* TASK TO COMPLETE
Reproduce the passage about the dark room word for word, from "About that time, you" to "tell the man.".

* SOURCE
You can’t see a thing. You don’t know whether there is danger
about you or not. You don’t know whether you will stumble and
fall over something if you take a step. You don’t know whether
you are in a lion’s den or an empty room.
About that time, you hear a voice through a headset you have
around your neck. It tells you that you have a pen light in your
pocket, and that you are supposed to shine it around the room
and describe the location. You take out the pen light and
find that it is extremely narrow beamed. You begin shining
it around the room, almost in panic, to see where you are.
You shine the light upwards and see something round.
“Round”, you tell the person on the other end of the
communications line. You continue shining it around and
see something red. “Red”, you tell him. You continue shining
the light this way and that and finally see something that
looks rubbery. “Rubbery”, you tell the man.
“AH HA!!!” the man says through the earphones. “You are in a
place with a beach ball!” Standing there in the darkness, you
are puzzled. You know that you haven’t seen a beach ball, at
least not yet. The person is assuming that because you said,
“round, red, rubbery”, that you were describing a beach ball.
When in fact, you were only telling him that you are in a place
which has something round, something else red, and something
else rubbery.
As you continue to move the pen light around the room, you
find that you gain an awareness of where you are. You also
realize that your eyes are growing accustomed to the darkness,
and that the light from the narrow beam now appears to
illuminate things around the beam. The area you can see
begins to widen.

* EXTRACTED DATA

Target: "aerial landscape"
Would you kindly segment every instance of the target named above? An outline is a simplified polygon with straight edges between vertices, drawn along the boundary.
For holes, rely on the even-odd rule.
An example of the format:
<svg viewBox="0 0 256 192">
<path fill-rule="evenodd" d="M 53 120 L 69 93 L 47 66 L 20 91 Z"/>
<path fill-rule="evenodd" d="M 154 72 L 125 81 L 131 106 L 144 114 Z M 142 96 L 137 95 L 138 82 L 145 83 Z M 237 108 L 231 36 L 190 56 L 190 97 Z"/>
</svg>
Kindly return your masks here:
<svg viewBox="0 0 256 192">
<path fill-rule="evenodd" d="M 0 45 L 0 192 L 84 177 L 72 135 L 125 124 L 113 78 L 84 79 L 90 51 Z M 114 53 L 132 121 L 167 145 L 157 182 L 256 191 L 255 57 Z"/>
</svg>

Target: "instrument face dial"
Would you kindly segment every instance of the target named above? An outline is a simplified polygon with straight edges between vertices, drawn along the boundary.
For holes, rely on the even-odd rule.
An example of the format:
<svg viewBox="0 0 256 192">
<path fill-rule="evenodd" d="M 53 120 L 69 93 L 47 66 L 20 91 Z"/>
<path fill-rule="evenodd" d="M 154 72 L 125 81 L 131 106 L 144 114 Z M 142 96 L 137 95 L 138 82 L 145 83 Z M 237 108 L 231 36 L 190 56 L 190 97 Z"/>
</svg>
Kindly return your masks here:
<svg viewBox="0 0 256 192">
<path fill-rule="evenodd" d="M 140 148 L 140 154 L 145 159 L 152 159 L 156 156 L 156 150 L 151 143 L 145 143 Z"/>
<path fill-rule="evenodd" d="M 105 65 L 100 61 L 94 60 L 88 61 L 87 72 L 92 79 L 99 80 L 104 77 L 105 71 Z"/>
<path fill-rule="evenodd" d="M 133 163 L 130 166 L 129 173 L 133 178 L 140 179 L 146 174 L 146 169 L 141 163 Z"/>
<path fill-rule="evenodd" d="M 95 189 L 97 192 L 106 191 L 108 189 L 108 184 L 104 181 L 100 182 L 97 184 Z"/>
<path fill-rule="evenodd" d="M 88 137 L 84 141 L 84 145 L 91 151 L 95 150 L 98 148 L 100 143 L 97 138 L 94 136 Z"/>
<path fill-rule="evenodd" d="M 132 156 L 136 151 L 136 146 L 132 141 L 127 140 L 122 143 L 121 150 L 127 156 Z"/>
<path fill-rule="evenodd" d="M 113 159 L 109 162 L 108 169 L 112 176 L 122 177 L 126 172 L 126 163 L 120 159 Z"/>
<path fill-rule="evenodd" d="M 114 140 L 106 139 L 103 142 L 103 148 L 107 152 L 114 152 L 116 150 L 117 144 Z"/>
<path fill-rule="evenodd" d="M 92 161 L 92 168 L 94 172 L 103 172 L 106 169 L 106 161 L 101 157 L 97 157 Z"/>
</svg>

* RESPONSE TO THE TASK
About that time, you hear a voice through a headset you have
around your neck. It tells you that you have a pen light in your
pocket, and that you are supposed to shine it around the room
and describe the location. You take out the pen light and
find that it is extremely narrow beamed. You begin shining
it around the room, almost in panic, to see where you are.
You shine the light upwards and see something round.
“Round”, you tell the person on the other end of the
communications line. You continue shining it around and
see something red. “Red”, you tell him. You continue shining
the light this way and that and finally see something that
looks rubbery. “Rubbery”, you tell the man.